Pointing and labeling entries
* begin *
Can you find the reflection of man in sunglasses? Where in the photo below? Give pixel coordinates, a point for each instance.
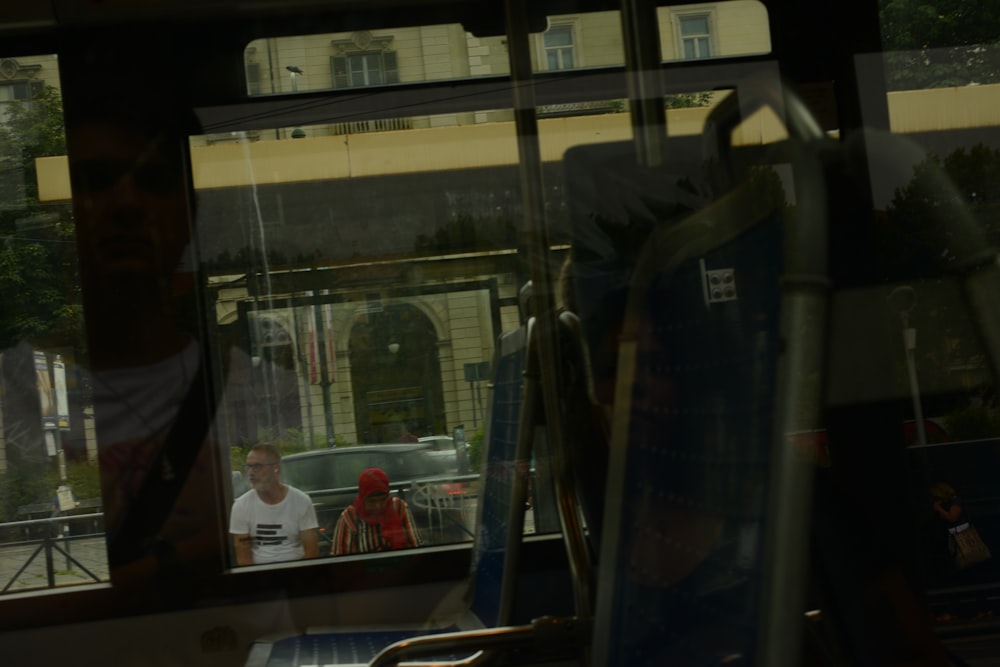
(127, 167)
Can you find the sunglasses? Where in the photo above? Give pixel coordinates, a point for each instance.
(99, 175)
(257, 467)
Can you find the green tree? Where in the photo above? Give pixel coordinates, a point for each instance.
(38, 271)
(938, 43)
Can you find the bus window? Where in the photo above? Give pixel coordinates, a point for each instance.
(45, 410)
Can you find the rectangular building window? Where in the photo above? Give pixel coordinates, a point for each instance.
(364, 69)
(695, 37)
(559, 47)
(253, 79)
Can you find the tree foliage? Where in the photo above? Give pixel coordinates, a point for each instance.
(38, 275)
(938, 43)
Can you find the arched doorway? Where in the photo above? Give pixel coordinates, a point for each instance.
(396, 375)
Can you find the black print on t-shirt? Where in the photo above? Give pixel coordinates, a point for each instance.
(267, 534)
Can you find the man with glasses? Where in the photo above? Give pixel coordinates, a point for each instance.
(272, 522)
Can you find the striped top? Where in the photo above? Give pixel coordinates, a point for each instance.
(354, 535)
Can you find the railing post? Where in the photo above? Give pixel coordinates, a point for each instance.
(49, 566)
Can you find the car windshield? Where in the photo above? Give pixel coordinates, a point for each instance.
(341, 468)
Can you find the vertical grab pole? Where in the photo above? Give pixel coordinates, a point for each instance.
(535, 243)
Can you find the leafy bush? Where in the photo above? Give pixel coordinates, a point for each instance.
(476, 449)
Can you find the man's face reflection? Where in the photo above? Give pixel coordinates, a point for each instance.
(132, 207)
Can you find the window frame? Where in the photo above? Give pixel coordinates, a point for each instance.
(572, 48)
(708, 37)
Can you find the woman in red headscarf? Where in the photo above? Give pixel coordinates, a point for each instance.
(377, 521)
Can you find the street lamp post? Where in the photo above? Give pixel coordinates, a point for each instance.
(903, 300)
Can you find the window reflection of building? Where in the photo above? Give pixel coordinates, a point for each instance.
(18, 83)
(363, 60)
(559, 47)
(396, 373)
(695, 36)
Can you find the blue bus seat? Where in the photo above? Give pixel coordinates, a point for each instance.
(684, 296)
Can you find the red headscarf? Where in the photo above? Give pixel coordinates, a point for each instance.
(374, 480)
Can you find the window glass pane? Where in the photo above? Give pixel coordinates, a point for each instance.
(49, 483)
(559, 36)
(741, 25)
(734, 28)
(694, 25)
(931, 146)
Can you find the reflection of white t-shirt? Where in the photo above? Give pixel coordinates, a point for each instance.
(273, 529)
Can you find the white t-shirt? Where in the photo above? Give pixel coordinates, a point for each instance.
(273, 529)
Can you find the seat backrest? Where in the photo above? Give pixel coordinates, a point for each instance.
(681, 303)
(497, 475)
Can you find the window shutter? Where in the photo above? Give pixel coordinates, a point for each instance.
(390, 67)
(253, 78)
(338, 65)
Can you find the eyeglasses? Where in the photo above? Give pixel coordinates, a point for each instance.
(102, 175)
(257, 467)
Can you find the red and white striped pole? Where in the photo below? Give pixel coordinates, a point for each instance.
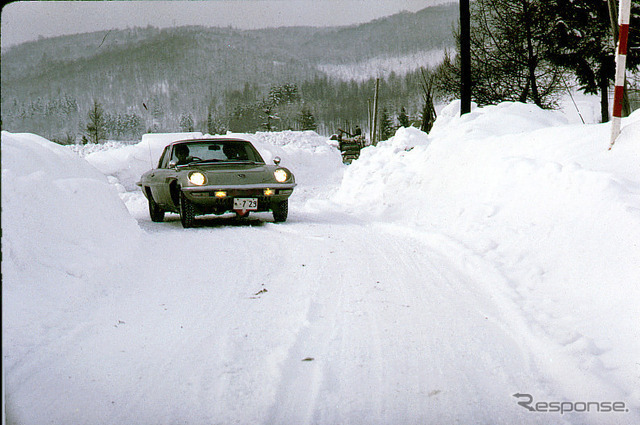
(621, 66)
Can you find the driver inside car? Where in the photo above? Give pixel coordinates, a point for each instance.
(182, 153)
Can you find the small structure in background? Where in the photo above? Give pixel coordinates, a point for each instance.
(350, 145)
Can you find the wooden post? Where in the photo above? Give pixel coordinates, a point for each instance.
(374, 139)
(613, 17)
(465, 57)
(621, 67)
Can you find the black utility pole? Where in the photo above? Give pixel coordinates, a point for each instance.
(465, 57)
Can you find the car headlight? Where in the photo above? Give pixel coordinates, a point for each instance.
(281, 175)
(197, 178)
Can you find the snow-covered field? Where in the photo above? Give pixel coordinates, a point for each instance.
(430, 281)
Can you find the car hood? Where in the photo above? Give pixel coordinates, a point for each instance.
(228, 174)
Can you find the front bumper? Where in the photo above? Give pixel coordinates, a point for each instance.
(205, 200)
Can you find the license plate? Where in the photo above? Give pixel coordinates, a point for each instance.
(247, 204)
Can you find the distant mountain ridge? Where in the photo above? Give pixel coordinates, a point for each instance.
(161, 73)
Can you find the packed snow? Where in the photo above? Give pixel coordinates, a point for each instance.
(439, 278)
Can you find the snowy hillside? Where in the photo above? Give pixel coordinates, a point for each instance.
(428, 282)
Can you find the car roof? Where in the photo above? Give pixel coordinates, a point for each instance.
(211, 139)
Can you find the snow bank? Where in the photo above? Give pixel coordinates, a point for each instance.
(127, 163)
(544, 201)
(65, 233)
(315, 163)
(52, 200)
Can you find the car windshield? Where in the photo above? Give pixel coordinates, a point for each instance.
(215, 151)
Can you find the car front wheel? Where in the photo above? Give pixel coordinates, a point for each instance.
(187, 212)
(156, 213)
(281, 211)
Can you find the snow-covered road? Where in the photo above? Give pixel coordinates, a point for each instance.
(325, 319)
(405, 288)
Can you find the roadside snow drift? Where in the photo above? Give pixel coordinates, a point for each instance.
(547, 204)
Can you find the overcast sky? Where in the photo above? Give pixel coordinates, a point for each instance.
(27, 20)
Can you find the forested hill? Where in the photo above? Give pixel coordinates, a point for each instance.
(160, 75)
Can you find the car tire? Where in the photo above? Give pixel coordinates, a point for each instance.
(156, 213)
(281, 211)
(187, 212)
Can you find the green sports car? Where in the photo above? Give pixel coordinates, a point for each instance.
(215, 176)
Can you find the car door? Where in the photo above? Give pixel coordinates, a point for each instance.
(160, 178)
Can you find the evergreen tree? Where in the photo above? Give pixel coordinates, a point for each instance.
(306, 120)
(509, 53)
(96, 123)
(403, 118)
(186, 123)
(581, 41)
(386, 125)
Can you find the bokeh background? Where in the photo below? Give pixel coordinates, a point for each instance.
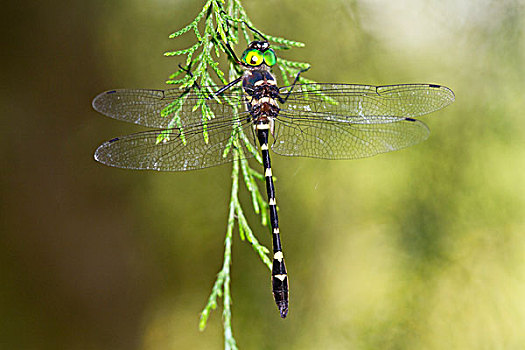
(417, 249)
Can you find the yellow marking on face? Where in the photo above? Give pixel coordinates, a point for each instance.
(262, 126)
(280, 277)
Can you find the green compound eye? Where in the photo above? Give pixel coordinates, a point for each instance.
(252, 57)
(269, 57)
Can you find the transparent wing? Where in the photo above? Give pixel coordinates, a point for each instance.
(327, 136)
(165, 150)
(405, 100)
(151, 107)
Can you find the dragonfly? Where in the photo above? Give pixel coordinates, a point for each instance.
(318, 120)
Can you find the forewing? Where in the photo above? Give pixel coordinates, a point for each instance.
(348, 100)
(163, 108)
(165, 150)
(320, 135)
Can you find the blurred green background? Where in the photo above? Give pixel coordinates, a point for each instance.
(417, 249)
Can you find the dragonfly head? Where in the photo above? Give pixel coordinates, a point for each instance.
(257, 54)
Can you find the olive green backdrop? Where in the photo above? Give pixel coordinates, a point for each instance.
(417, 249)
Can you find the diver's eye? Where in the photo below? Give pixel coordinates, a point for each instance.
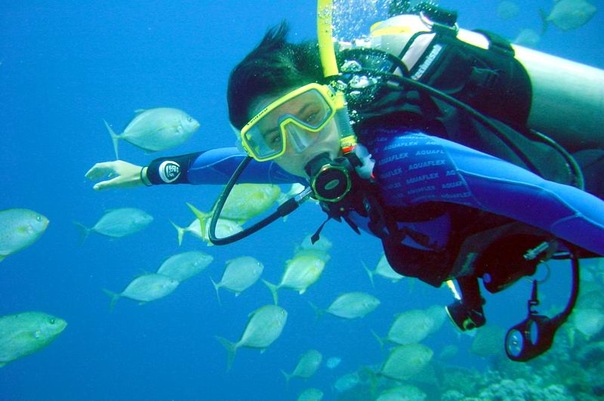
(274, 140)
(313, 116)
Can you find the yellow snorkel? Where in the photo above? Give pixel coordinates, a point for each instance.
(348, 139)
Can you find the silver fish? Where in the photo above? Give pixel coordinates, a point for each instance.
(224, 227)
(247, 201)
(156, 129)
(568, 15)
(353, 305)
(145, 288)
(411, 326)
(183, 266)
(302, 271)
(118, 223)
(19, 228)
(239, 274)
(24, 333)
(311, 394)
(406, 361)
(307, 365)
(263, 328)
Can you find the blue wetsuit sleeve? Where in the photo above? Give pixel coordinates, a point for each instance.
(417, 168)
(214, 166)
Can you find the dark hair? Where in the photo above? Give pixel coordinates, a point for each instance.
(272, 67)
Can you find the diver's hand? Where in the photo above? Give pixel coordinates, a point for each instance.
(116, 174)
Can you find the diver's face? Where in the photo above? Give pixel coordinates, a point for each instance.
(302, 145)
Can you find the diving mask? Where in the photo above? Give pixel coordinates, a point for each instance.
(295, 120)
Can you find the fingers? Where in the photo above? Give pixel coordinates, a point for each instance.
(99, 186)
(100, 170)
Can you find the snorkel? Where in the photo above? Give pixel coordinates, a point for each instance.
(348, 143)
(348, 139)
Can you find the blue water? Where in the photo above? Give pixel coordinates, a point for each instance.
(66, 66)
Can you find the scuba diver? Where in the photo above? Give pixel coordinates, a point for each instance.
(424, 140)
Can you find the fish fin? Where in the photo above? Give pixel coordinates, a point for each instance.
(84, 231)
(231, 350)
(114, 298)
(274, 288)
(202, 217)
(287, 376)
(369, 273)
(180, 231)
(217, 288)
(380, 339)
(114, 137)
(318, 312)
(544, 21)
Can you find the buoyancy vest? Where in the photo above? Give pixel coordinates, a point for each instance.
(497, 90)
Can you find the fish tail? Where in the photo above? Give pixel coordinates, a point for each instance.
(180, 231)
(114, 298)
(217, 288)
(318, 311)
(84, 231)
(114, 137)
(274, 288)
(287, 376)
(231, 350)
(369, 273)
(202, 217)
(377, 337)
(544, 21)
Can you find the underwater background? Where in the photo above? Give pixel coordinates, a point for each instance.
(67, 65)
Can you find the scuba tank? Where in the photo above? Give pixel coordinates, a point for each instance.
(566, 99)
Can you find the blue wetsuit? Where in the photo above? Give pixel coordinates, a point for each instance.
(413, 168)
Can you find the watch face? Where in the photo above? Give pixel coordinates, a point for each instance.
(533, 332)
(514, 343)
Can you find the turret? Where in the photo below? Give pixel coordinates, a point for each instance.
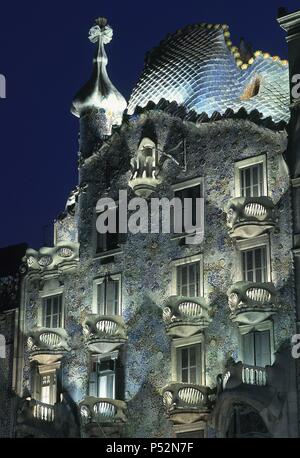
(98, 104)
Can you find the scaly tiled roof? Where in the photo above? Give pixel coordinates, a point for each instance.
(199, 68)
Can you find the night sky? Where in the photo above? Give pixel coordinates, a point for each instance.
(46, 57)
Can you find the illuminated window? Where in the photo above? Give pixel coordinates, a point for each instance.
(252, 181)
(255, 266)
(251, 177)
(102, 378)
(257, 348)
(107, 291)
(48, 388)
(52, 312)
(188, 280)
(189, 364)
* end *
• [TASK REQUIREMENTS] Print again, word for word, every line from the line with "Can you find the underwater" to the final line of the records, inclusive; skip the pictures.

• [SOLUTION BELOW]
Can you find the underwater background? Where in the photo above? Give pixel coordinates, a point for each instance.
(67, 65)
Can you find the scuba tank? Where in the photo above? Give pixel coordinates, a point for each instance.
(566, 99)
Can you find the blue wetsuit? Where in the photo above? Give pixel coordinates, a point for each instance.
(413, 168)
Can you find the watch face? Where in the photo above? Give pixel coordinates, a point for each instance.
(533, 332)
(514, 343)
Can you find the turret? Where in the photo below? Give pixel coordinates, a point for each instance.
(98, 104)
Can you find the scaly tiled roof? Where in the photo above? Give pixel coordinates, a point for each instance.
(199, 68)
Can you find the night sky? Where in the photo above? Give pixel coordinates, a point for each instance.
(46, 57)
Can you find the illuminated window? Where in the photo above? Give pixel coordinates, a point for each instance.
(252, 181)
(255, 266)
(251, 177)
(102, 378)
(257, 348)
(107, 291)
(48, 388)
(52, 312)
(188, 280)
(189, 364)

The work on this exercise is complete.